(Stored data entries)
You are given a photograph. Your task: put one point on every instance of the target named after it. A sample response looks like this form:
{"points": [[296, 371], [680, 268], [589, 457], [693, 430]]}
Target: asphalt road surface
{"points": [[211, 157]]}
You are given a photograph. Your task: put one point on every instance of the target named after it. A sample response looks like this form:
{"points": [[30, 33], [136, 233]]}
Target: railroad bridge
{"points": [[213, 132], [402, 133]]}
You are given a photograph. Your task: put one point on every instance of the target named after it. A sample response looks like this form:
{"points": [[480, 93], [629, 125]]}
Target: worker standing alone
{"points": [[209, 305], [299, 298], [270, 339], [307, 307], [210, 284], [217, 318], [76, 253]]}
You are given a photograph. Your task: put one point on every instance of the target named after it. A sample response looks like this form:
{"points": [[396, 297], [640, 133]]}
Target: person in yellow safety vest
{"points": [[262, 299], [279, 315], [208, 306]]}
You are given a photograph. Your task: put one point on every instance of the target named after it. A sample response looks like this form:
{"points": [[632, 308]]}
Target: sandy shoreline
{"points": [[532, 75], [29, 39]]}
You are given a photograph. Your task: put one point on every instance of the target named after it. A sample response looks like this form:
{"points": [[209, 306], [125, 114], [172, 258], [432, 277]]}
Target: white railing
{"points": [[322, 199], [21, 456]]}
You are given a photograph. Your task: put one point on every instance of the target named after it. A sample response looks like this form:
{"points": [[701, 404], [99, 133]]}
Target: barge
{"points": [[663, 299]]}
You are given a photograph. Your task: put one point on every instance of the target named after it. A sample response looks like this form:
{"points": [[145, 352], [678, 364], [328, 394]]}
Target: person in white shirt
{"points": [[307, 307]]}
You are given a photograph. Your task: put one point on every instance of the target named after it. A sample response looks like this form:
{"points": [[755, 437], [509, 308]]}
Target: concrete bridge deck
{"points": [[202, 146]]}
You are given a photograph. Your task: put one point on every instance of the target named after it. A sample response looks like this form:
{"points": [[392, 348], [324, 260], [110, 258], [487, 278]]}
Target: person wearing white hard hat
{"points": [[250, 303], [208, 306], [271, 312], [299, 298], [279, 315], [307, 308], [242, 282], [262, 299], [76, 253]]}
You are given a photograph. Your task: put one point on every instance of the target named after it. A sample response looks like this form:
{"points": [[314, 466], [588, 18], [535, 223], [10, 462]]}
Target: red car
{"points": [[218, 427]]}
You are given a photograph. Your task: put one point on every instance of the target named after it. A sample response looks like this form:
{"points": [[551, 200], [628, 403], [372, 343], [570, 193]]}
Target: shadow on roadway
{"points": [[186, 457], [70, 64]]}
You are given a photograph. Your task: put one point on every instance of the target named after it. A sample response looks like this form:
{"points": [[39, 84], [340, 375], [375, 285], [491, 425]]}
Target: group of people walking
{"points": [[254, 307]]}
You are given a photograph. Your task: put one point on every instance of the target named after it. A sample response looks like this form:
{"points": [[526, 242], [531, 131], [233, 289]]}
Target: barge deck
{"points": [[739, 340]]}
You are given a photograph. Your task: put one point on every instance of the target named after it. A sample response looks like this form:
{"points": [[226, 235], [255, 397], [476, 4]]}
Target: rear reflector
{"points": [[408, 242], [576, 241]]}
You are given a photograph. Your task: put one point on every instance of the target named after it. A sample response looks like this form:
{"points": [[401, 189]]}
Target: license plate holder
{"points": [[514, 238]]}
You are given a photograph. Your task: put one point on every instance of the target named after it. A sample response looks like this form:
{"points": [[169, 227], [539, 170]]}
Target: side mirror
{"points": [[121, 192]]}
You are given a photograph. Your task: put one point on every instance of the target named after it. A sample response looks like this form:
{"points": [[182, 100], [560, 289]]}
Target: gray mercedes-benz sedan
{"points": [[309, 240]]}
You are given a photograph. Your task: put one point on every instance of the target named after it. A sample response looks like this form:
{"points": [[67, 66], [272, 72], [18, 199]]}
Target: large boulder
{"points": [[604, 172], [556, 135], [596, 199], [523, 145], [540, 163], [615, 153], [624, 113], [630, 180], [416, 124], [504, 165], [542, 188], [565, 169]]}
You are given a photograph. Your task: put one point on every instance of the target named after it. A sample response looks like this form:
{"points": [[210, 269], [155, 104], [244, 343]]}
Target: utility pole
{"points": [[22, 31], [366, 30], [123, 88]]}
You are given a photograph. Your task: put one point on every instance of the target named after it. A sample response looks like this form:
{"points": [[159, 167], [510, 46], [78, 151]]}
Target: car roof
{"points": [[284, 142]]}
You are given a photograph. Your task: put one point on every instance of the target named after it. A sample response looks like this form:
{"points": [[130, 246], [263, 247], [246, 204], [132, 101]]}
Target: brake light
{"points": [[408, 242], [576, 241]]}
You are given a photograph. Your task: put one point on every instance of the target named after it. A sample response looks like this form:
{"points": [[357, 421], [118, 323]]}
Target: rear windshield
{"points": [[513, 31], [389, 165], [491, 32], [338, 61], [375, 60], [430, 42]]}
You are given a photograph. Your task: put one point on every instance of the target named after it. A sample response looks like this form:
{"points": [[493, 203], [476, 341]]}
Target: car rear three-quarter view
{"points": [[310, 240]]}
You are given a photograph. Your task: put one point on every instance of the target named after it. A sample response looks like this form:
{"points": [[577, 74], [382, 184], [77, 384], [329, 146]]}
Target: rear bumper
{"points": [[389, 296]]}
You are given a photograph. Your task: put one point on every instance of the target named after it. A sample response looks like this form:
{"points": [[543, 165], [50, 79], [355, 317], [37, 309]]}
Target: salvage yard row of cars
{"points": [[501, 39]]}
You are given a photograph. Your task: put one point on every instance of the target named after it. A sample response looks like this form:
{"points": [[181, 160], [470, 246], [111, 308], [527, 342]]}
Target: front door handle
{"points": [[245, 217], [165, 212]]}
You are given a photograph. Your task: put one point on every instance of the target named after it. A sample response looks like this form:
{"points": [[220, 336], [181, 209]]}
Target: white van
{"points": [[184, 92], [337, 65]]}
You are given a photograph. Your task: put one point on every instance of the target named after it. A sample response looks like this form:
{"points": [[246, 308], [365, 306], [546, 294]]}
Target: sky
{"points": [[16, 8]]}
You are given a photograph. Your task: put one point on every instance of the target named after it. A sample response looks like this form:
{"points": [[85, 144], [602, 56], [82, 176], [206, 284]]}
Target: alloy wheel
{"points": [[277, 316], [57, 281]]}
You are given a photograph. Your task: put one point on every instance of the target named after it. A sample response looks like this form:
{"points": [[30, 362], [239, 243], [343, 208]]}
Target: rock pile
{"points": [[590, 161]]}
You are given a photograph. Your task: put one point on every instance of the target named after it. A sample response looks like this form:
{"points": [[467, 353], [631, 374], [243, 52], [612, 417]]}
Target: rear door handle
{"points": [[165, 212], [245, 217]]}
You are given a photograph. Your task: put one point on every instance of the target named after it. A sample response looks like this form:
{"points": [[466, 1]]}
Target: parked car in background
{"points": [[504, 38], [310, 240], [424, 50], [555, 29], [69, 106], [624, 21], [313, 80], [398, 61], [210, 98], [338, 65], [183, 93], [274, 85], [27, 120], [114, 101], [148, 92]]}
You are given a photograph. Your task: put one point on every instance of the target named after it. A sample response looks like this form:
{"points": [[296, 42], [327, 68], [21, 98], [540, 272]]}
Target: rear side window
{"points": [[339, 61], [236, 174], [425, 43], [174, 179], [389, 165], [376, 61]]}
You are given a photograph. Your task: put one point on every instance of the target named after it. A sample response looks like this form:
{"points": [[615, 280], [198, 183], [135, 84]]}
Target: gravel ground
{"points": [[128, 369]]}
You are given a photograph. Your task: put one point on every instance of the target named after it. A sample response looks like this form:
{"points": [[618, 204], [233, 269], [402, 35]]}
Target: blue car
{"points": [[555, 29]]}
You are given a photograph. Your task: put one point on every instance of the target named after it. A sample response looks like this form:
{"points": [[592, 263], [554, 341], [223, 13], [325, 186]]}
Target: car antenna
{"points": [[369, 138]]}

## WHAT YOU WILL DO
What is needed is a word-for-word restatement of every line from the one with "Target: rear side window" to the end of the entries above.

## TASK OUTPUT
Target: rear side window
{"points": [[339, 61], [236, 174], [425, 43], [174, 179], [389, 165], [376, 61]]}
You are given a photograph. Your task: put one point on every instance of the target named after it. A sample response looks like this form:
{"points": [[615, 280], [198, 183], [135, 84]]}
Target: gravel ground
{"points": [[128, 369]]}
You are given a photograph. Your task: put one point on every instance of the target named after it. A sample response looks like this form:
{"points": [[618, 204], [233, 269], [402, 35]]}
Target: blue car
{"points": [[555, 29]]}
You are given a photograph. Your task: put one point on every instance of the target named after it. A sample response looks like this form:
{"points": [[592, 263], [554, 341], [223, 13], [325, 186]]}
Target: car antenna
{"points": [[369, 138]]}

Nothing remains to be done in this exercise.